• Text for analysis:
Refined carbohydrates (like white flour and sugar) will spark a spike in blood glucose levels. These then drop sharply leaving you feeling hungry, irritable and stressed. Complex carbohydrates have the opposite effect. Complex carbs are so called because they contain fiber and nutrients as well as sugars. This means your body absorbs them more slowly, and can maintain stable blood sugar levels, which in turn equate to a more stable mood.
But that’s not all. Carbohydrates also help the absorption of tryptophan, which as we’ve seen is a key nutrient in the fight against anxiety.
• Drop the refined grains and opt instead for wholegrain alternatives like brown rice, quinoa, wholegrain spelt, amaranth and millet. Add these to your salads for a satisfying lunch that will keep you happy and satiated all afternoon.
• Fill up on vegetables.
• Have a portion of legumes or pulses (lentils, chickpeas, cannellini beans, black beans, etc) once a day.
Antioxidants and Phytonutrients
The interconnectedness of mind and body is further illustrated by a study published in the Journal of Current Neuropharmacology. Scientists noted that anxiety and depression could be triggered by a low antioxidant status, making the body and brain more vulnerable to free radicals. Oxidative damage of the brain affects the nervous system and can cause mental health issues. A diet packed with free-radical fighting antioxidants and phytonutrients is therefore essential for a healthy brain and a happy mood.
• Include at least one or two portions of fruits or vegetables at every meal.
• Make a breakfast smoothie – it’s a great way of eating lots of veggies in one go. (recipes here)

Natural-language region descriptions:
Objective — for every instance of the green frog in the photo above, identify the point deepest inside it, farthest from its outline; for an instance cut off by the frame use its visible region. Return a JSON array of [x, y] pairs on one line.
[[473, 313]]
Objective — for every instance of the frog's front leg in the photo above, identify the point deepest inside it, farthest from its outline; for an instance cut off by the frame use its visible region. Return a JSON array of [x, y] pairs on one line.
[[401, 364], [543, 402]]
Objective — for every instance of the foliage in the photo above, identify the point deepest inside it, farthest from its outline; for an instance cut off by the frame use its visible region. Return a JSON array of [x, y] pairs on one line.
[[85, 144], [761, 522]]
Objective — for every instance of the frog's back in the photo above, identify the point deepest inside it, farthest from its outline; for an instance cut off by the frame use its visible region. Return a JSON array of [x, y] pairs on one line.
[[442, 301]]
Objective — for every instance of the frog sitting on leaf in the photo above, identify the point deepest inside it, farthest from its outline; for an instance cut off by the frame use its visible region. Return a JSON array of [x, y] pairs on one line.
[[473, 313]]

• Exercises to complete:
**1.** According to the text on diet and mood, in which journal was the study on antioxidant status published?
**2.** Carry the text on diet and mood forward from its final line, in the same style.

• Task-by-task answers:
**1.** The Journal of Current Neuropharmacology.

**2.**
• Eat a rainbow every day to include as many of Mother Nature’s nutrients as you can.
• Add spices and herbs like ginger, turmeric, garlic, oregano and rosemary to your dishes. They all contain health boosting antioxidants.
And Finally, Cacao
Who hasn’t reached for that bar of chocolate when they’re feeling down? Well, there’s good reason for this: cacao really can boost your mood thanks to its high content of tryptophan. It also contains theobromine, a mild stimulant similar to caffeine but without the side effects. And as if that wasn’t enough, raw cacao contains a healthy dose of antioxidants.
• Not all chocolate is created equal—the trick is to choose the right kind. Choose dark varieties with little added sugar. Or, better still, opt for raw organic chocolate sweetened with coconut sugar.
• Try cacao nibs. These can be added to your recipes instead of chocolate chips, sprinkled on top of muesli or mixed into a home-made trail mix for a healthy chocolatey snack.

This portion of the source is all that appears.